Les bonnes idées sont souvent à piocher chez nos voisins. Exemples à Londres, Rome, Stockholm, Berlin et Madrid.

ANIMALS

En Italie, la BD sort ses griffes

Arrivé dans les kiosques italiens en mai 2009, Animals est né de l'envie d'une dessinatrice transalpine, Laura Scarpa, déjà passée par l'édition et qui souhaitait créer une revue de BD «qui n'existait pas» sur le marché des «fumetti». C'est sous ce nom, les «petites fumées» (en référence aux bulles) que la bande dessinée est connue en Italie. «Je voulais retrouver en kiosques de la BD qui puisse atteindre un plus large public, raconte-t-elle. Une revue qui unisse les idées, la littérature, l'image et les "fumetti".» Publié par la maison d'édition Coniglio Editore, ce mensuel en couleurs tire aujourd'hui à 20000 exemplaires et est distribué en kiosques comme dans les librairies plus spécialisées et par abonnement. Il s'appuie sur de la BD d'auteurs, italiens et étrangers, et propose aussi des textes plus littéraires, le tout avec un regard contemporain et acéré sur des sujets sociaux et politiques. Le foot, les sans-domicile fixe ou les Brigades rouges seront au sommaire des prochains numéros.

* Extraits d'enregistrements:
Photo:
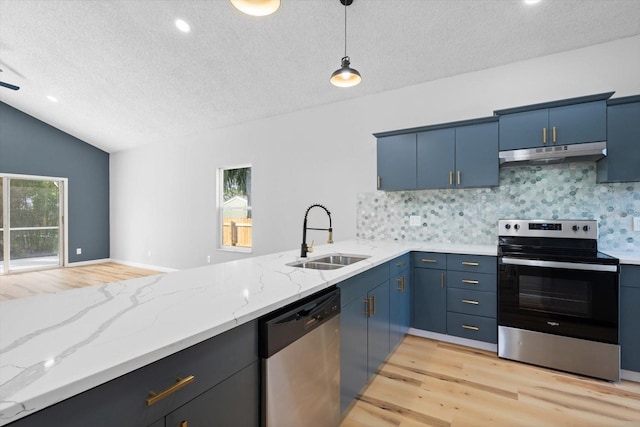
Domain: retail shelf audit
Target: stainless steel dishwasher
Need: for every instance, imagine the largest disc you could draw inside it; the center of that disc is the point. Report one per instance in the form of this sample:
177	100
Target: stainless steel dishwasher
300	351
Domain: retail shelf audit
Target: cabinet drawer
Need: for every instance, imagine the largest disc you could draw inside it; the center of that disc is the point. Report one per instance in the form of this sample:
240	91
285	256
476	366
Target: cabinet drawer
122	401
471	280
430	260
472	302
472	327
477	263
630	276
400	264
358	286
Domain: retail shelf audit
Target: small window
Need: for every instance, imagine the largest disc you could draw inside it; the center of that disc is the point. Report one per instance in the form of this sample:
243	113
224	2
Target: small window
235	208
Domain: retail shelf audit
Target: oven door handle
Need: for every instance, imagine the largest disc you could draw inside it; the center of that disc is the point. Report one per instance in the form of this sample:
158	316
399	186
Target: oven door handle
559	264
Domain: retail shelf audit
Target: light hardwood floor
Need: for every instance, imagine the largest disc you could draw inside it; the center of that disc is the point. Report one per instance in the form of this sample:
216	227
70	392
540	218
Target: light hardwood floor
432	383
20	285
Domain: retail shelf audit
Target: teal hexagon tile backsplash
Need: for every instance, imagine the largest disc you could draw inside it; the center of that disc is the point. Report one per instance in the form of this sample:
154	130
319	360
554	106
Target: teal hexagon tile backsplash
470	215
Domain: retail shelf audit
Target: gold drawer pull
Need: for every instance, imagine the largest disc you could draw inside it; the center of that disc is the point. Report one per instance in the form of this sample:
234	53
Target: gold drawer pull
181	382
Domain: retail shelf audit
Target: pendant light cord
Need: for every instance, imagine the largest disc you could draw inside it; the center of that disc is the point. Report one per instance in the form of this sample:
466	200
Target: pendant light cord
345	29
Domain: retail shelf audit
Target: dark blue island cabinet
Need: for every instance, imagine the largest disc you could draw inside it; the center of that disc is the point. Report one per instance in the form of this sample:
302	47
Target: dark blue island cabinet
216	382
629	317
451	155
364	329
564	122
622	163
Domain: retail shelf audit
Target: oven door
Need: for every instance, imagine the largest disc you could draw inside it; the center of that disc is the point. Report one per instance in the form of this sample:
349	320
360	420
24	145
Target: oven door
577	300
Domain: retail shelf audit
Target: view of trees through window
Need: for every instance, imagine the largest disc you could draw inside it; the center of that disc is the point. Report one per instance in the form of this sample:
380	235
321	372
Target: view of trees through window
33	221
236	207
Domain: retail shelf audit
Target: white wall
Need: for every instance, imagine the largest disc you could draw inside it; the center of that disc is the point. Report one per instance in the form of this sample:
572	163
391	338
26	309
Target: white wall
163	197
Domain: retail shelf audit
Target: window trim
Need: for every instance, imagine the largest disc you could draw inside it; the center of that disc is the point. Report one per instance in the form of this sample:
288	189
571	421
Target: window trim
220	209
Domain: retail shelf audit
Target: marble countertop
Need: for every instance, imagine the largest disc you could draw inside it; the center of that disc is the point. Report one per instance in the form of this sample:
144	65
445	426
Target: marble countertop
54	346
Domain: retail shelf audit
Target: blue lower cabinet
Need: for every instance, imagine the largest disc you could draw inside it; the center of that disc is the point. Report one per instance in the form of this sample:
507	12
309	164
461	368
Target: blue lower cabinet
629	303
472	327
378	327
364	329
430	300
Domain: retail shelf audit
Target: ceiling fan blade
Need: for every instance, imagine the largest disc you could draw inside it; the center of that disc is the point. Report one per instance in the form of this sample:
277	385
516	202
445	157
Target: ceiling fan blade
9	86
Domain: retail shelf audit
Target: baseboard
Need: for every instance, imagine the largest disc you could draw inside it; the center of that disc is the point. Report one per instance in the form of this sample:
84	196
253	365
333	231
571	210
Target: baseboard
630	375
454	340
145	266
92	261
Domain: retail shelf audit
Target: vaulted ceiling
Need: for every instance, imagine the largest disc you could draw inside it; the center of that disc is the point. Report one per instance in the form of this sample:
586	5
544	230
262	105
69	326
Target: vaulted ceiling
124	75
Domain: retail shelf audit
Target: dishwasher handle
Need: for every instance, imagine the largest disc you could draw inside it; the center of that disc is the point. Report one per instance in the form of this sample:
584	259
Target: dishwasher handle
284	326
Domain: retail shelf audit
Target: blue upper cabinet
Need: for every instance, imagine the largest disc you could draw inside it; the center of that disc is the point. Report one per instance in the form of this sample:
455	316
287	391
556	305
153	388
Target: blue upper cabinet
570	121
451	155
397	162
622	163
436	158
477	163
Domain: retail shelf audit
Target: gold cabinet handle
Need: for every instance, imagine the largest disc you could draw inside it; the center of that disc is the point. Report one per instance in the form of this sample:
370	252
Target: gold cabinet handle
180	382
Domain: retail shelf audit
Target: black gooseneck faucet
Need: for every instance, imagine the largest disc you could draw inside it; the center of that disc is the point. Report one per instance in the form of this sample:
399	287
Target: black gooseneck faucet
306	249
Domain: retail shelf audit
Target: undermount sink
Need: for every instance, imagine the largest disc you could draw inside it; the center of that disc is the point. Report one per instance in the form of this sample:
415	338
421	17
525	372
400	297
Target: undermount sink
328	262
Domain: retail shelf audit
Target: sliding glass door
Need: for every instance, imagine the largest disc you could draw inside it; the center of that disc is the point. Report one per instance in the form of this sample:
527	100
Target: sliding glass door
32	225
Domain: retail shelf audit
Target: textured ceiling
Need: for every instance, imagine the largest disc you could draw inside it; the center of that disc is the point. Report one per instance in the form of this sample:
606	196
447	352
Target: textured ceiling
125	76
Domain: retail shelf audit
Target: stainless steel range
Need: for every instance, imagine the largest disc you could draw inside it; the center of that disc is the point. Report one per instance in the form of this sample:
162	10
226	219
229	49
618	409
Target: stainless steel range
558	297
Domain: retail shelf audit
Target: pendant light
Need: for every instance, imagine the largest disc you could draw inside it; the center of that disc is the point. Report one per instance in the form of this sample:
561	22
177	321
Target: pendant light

* Travail demandé: Recopiez intégralement l'extrait retenu consacré à la revue Animals, au caractère près.

* Résultat produit:
Les bonnes idées sont souvent à piocher chez nos voisins. Exemples à Londres, Rome, Stockholm, Berlin et Madrid.

ANIMALS

En Italie, la BD sort ses griffes

Arrivé dans les kiosques italiens en mai 2009, Animals est né de l'envie d'une dessinatrice transalpine, Laura Scarpa, déjà passée par l'édition et qui souhaitait créer une revue de BD «qui n'existait pas» sur le marché des «fumetti». C'est sous ce nom, les «petites fumées» (en référence aux bulles) que la bande dessinée est connue en Italie. «Je voulais retrouver en kiosques de la BD qui puisse atteindre un plus large public, raconte-t-elle. Une revue qui unisse les idées, la littérature, l'image et les "fumetti".» Publié par la maison d'édition Coniglio Editore, ce mensuel en couleurs tire aujourd'hui à 20000 exemplaires et est distribué en kiosques comme dans les librairies plus spécialisées et par abonnement. Il s'appuie sur de la BD d'auteurs, italiens et étrangers, et propose aussi des textes plus littéraires, le tout avec un regard contemporain et acéré sur des sujets sociaux et politiques. Le foot, les sans-domicile fixe ou les Brigades rouges seront au sommaire des prochains numéros.